ACTIVITY: Please reproduce, word for word, the part of the Vermont health care interview below that opens with the words containing "Wallack: They’ve been" and closes with "in our efforts.".

SOURCE PASSAGE:
-----

Wallack: I think if we do it right, what it does it forces them, or encourages them to start thinking about whether there’s a more efficient way to provide services. Can they collaborate with other hospitals and not duplicate services in every corner of the state. Can they focus on reducing the volume of services they provide because they don’t need to cover as much fixed costs or variable costs. What kind of things can they do to keep the people who live in their community healthier and so they’re not using the hospital as much and what’s the financial model that makes that viable for them.

 

Q: Given the size of the state, do we need 14 hospitals?

Wallack: I think it’s hard to say. I think we probably have duplication of some services where ideally we wouldn’t. But on the other hand, there are core services, things like access to emergency rooms, being able to have a baby, and perhaps certain kinds of surgery that most Vermonters want to make sure they have close by. So, you might not be talking about closing facilities necessarily given the rural nature of our state, but you might be talking about deploying the facilities in different ways. We’ve already been seeing some of this happen (at) Grace Cottage, which is kind of an extreme example because they’re so small, but they no longer essentially are an in-patient hospital. They’re much more like a clinic with a couple of beds for people who need palliative care. The array of services they provide is different today than is was 20 years ago. More facilities may go in that direction. Fletcher Allen and Central Vermont Hospital have been working together to make sure their stroke patients get triaged better so that the ones who are uncomplicated stay at Central Vermont and the complicated ones get transferred quickly to Fletcher Allen. And in the long run that’s going to allow for efficiencies at both ends I think in terms of the kind of physical plant and human resources that they need to have to take care of those patients.

 

Q: Many Vermonters go to Dartmouth-Hitchcock in Hanover, N.H., for treatment. Is that figured into the state’s health care calculations?

Wallack: They’ve been very active in working with us. About 40 percent of their admissions come from Vermont so anything we do has to include them. And frankly, they’re pretty innovative thinkers, so we’re glad to have them involved in our efforts.

 

Q: The GMCB issued a recent report that found the number of uninsured in the state fell to 6.8 percent to 42,760 individuals. Any surprises there and does that change the equation in terms of reducing health care costs or providing insurance in the future?

-----

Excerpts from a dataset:
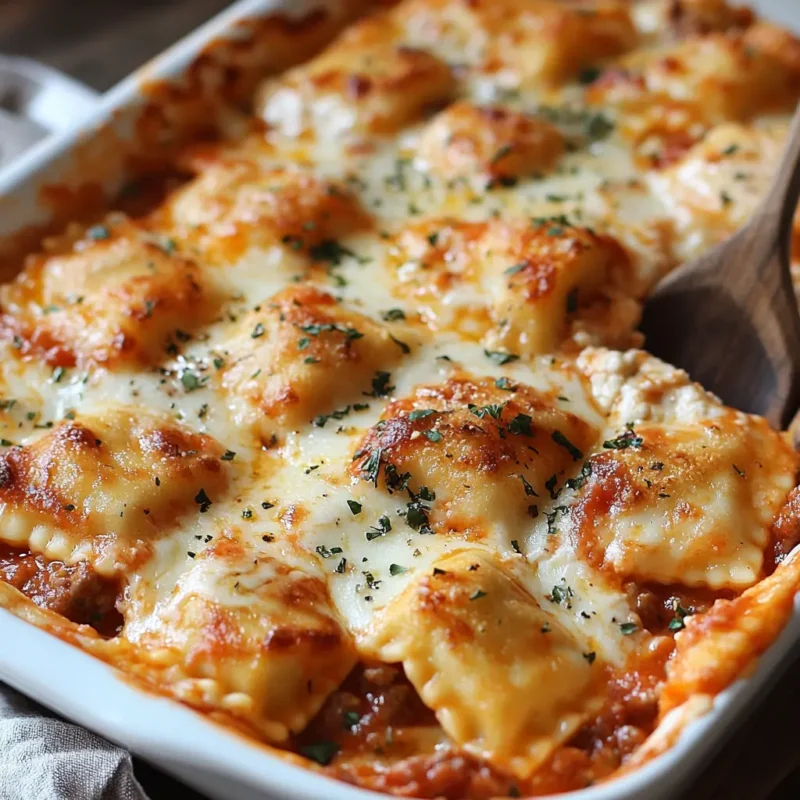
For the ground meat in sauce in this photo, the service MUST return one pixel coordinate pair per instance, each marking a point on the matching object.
(75, 591)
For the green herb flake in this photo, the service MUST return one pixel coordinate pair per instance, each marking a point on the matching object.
(572, 301)
(624, 441)
(521, 425)
(380, 385)
(98, 232)
(383, 527)
(578, 481)
(203, 500)
(351, 719)
(354, 506)
(505, 384)
(190, 381)
(529, 490)
(589, 75)
(560, 439)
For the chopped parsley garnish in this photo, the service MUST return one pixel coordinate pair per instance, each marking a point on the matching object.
(416, 515)
(521, 425)
(500, 357)
(624, 441)
(599, 127)
(505, 384)
(501, 153)
(562, 440)
(98, 232)
(371, 466)
(325, 553)
(331, 251)
(529, 490)
(355, 507)
(380, 385)
(561, 593)
(552, 518)
(316, 329)
(339, 414)
(578, 481)
(381, 529)
(677, 622)
(589, 75)
(190, 381)
(322, 752)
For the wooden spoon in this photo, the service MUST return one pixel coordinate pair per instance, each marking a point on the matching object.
(730, 317)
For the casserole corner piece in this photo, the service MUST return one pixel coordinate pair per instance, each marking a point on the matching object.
(332, 460)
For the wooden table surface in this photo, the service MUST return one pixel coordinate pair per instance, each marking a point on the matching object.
(99, 43)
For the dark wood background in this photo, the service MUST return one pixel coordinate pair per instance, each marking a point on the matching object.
(100, 42)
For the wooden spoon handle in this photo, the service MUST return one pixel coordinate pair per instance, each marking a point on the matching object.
(778, 210)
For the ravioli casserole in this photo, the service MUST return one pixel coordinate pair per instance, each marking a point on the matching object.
(349, 440)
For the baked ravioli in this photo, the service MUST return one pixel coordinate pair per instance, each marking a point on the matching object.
(348, 439)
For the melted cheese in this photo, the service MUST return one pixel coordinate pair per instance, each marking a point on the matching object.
(102, 487)
(384, 338)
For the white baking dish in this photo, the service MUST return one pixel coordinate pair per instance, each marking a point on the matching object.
(217, 761)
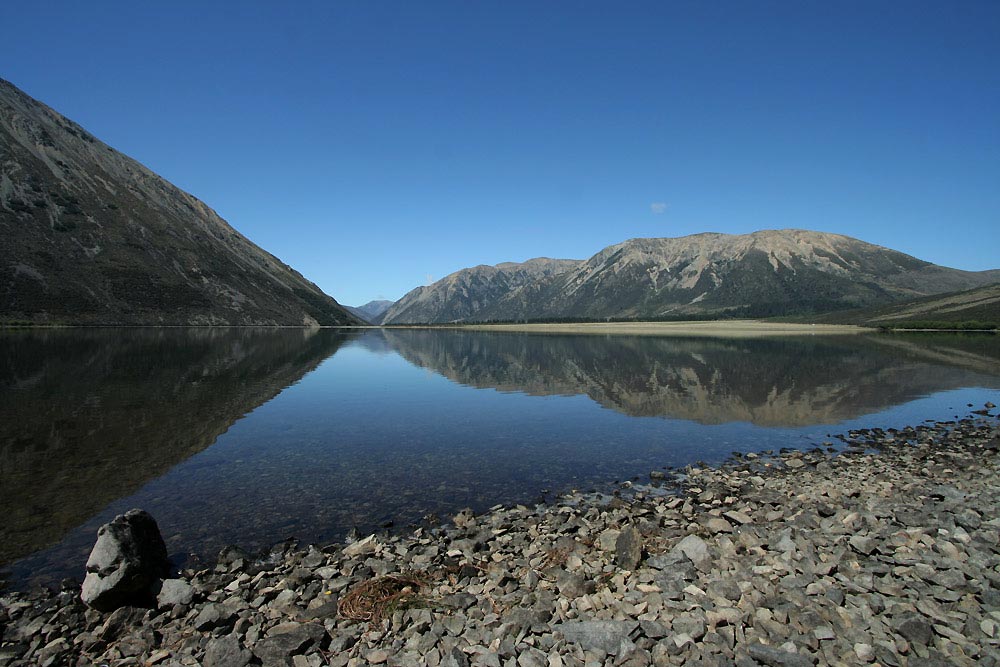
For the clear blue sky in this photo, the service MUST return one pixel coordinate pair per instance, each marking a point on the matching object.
(375, 145)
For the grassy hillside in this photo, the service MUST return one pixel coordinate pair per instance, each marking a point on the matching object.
(977, 308)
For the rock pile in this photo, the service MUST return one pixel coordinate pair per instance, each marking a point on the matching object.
(886, 552)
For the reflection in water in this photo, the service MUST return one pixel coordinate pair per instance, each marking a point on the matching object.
(89, 416)
(799, 381)
(382, 426)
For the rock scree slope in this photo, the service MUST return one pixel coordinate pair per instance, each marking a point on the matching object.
(90, 236)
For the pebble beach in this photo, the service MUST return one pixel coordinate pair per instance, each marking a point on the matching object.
(883, 549)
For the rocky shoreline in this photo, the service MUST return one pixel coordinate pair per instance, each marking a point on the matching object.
(886, 551)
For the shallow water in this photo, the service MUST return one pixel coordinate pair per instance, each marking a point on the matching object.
(249, 436)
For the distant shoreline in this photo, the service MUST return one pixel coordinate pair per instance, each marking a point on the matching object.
(712, 328)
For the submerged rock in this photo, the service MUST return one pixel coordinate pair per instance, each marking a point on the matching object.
(125, 563)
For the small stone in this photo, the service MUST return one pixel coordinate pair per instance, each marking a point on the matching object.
(174, 592)
(695, 549)
(606, 636)
(915, 629)
(628, 548)
(361, 547)
(778, 657)
(717, 524)
(226, 651)
(865, 652)
(863, 545)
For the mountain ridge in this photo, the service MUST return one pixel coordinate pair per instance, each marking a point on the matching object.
(764, 273)
(94, 237)
(372, 311)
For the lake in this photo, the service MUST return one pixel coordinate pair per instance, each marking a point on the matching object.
(251, 436)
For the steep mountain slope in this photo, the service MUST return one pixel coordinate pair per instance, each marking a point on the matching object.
(91, 236)
(73, 456)
(465, 294)
(372, 311)
(767, 273)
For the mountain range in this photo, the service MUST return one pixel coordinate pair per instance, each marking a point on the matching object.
(90, 236)
(766, 273)
(372, 311)
(93, 237)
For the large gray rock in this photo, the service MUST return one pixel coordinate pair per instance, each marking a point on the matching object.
(127, 560)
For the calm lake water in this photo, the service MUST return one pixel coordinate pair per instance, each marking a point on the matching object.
(252, 436)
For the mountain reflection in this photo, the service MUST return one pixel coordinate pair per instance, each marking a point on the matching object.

-----

WRITTEN RESPONSE:
Wallack: They’ve been very active in working with us. About 40 percent of their admissions come from Vermont so anything we do has to include them. And frankly, they’re pretty innovative thinkers, so we’re glad to have them involved in our efforts.